## Data records
------------------------------------------------------------------------

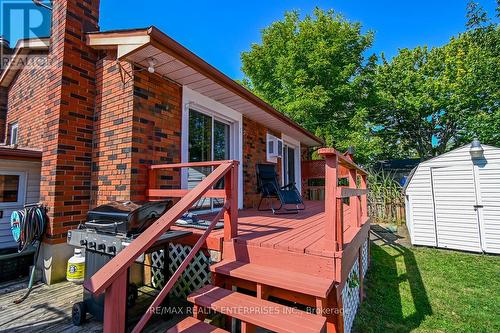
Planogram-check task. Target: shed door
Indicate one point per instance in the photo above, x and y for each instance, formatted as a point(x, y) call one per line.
point(457, 221)
point(488, 176)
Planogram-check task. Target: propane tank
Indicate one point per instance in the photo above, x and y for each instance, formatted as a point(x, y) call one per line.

------------------------------------------------------------------------

## To do
Rewrite the listing with "Planogram-check task" replaced by "Shelf-audit task" throughout and all other text unchanged, omitting the pictures.

## Full answer
Shelf-audit task. Target: shed door
Indicate one point per instance in the photo above, x and y for each instance, formatted as a point(x, y) call one per line.
point(457, 221)
point(488, 176)
Shelf-audit task. Target: propane tank
Indicate one point per instance in the photo above, x and y for each instance, formatted as a point(x, y) call one per line.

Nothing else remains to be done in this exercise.